**PROVIDED ENTRIES**

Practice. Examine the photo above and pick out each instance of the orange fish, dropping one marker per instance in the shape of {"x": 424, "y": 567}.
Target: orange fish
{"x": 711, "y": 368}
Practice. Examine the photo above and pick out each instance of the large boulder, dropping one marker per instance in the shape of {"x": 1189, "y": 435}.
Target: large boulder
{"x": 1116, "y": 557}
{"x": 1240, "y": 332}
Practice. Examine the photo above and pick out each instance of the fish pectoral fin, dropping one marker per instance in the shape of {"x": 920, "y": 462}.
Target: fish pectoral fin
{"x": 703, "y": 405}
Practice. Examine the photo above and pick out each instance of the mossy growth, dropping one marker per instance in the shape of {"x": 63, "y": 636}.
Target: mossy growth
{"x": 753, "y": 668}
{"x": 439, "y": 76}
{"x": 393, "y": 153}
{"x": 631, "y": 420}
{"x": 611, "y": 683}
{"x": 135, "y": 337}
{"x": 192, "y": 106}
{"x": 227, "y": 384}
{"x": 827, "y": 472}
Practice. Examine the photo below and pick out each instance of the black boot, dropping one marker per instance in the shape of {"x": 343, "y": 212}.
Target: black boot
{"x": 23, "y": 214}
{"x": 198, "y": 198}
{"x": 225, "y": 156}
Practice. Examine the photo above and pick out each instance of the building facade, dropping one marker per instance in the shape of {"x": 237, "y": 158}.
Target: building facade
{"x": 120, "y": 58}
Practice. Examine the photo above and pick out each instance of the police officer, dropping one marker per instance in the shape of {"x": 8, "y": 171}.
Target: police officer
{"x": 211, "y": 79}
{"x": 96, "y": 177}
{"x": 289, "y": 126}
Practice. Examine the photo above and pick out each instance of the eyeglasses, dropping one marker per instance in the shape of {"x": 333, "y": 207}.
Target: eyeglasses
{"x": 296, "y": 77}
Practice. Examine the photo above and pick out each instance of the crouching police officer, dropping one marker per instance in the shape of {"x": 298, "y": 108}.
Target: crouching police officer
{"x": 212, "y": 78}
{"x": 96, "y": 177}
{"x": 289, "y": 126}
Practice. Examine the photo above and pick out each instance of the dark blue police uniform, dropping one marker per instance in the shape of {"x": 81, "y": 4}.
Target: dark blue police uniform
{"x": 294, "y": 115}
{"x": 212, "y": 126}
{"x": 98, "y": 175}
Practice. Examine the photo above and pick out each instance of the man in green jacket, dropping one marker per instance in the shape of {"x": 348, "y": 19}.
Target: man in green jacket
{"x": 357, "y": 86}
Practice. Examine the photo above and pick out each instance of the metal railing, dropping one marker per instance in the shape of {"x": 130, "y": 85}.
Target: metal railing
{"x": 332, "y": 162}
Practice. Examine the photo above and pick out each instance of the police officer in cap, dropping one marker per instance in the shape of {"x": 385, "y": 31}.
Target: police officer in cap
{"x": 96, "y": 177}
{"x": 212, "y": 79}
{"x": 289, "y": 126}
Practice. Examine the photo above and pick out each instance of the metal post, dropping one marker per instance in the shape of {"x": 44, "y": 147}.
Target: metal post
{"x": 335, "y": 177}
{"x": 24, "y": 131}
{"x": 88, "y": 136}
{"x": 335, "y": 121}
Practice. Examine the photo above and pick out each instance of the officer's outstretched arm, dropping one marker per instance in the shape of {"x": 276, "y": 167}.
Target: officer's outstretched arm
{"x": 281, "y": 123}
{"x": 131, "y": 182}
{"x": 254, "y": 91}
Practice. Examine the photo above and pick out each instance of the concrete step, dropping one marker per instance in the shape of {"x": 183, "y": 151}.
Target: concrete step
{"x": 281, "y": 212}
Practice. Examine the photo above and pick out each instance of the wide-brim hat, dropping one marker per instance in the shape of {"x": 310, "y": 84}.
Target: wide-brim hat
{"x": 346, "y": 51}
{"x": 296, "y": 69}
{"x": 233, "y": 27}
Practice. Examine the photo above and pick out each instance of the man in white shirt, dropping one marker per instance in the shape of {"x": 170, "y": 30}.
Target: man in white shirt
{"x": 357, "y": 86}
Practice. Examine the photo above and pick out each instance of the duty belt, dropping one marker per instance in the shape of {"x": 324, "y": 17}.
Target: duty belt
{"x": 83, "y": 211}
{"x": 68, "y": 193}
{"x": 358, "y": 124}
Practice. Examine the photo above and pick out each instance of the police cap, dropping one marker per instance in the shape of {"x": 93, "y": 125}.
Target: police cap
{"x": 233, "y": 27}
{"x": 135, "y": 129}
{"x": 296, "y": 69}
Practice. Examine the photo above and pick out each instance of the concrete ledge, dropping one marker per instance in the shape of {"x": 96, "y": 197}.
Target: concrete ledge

**TASK STATEMENT**
Retype all the records, matching them exactly.

**ANSWER TO THE EXERCISE**
Practice. Examine the photo above and pick out each instance of the orange fish, dropping one marker per instance in the shape of {"x": 424, "y": 567}.
Target: orange fish
{"x": 711, "y": 368}
Practice. Examine the photo above and pick out each instance of the large boulder, dropping one marker per instance in the shape of {"x": 1189, "y": 435}.
Target: large boulder
{"x": 1116, "y": 557}
{"x": 1240, "y": 332}
Practice. Examine the photo above and pick out each instance of the fish pectoral fin, dropping one marker per instance in the shape of {"x": 920, "y": 462}.
Target: fish pectoral fin
{"x": 703, "y": 405}
Practice. Examine the photo above and pick out each instance of the mossy growth, dropping one marker per instance in the shape of {"x": 63, "y": 636}.
Target: mossy growth
{"x": 753, "y": 668}
{"x": 439, "y": 76}
{"x": 393, "y": 153}
{"x": 631, "y": 420}
{"x": 611, "y": 683}
{"x": 135, "y": 337}
{"x": 192, "y": 106}
{"x": 227, "y": 384}
{"x": 827, "y": 472}
Practice. Examine the photo below and pick out each instance of the black boot, dropping one marker per instance in the shape of {"x": 343, "y": 212}.
Target: black boot
{"x": 23, "y": 214}
{"x": 198, "y": 198}
{"x": 225, "y": 156}
Practice. Examine the photo above and pick out each instance of the building facade, dropping one marker per instance in the shape of {"x": 237, "y": 158}.
Target: building facade
{"x": 120, "y": 58}
Practice. Examine the photo above and pick out each instance of the police officer, dropping one marker per instance in the shape of {"x": 8, "y": 171}.
Target: police officer
{"x": 211, "y": 79}
{"x": 96, "y": 177}
{"x": 289, "y": 126}
Practice. Examine the photo above and pick out each instance of the eyeglasses, dropping one marker per instance in the shape of {"x": 333, "y": 207}.
Target: eyeglasses
{"x": 296, "y": 77}
Practice. Examine the photo above and pick out each instance of the crouching police officer, dropping one marker per instance in the shape of {"x": 298, "y": 108}.
Target: crouching police officer
{"x": 212, "y": 78}
{"x": 96, "y": 177}
{"x": 289, "y": 126}
Practice. Examine the photo above and pick out each instance of the dark blue police uniform, dropping one marker per instance in the shape of {"x": 81, "y": 4}.
Target: dark blue police uniform
{"x": 294, "y": 115}
{"x": 212, "y": 126}
{"x": 98, "y": 175}
Practice. Examine the photo above and pick out each instance of the man in green jacket, dropping one marker per instance in the shape of {"x": 348, "y": 19}.
Target: man in green jacket
{"x": 357, "y": 86}
Practice. Examine the photo above and pick out each instance of the metal railing, dropping one marker per instance in the shape of {"x": 130, "y": 85}.
Target: metal railing
{"x": 332, "y": 162}
Practice. Examine the photo above and pick out each instance of the police officer in cap, dropping one marker per instance in the shape of {"x": 385, "y": 31}.
Target: police officer in cap
{"x": 96, "y": 177}
{"x": 212, "y": 79}
{"x": 289, "y": 126}
Practice. Examine the photo above and pick out each instance of the metal post, dropping one marker per instance in the shape of {"x": 44, "y": 147}.
Target: metal post
{"x": 335, "y": 177}
{"x": 24, "y": 131}
{"x": 88, "y": 136}
{"x": 335, "y": 121}
Practice. Examine the photo above and pick out each instance of the officer's outstretched arm, dropping one marker per instance in the shape of {"x": 276, "y": 167}.
Target: officer's outstretched arm
{"x": 281, "y": 123}
{"x": 131, "y": 182}
{"x": 254, "y": 91}
Practice. Examine the photo above and pick out each instance of the concrete step, dropping one marker per instance in the shape of {"x": 183, "y": 151}.
Target: concrete step
{"x": 281, "y": 212}
Practice. Examine the photo above and pick out each instance of the wide-brim hat, dropping one marker per instance in the shape of {"x": 310, "y": 84}.
Target: wide-brim hat
{"x": 346, "y": 51}
{"x": 296, "y": 69}
{"x": 233, "y": 27}
Practice. Examine the photo above and pick out each instance of the man in white shirt, dropping one marker per instance in the shape of {"x": 170, "y": 30}.
Target: man in white shirt
{"x": 357, "y": 86}
Practice. Examine the photo above and pick out each instance of the duty belt, dropping one marker per instance in the shape of {"x": 324, "y": 17}.
Target: duty belt
{"x": 83, "y": 211}
{"x": 68, "y": 193}
{"x": 358, "y": 124}
Practice. Examine the photo above and pick out each instance of the police cap, dropping one marker per instance in the shape of {"x": 93, "y": 125}.
Target: police cap
{"x": 233, "y": 27}
{"x": 135, "y": 129}
{"x": 296, "y": 69}
Practice. Examine the photo above and pick out each instance of the concrete ledge, dropping one marker per instance in the shape of {"x": 96, "y": 197}.
Target: concrete ledge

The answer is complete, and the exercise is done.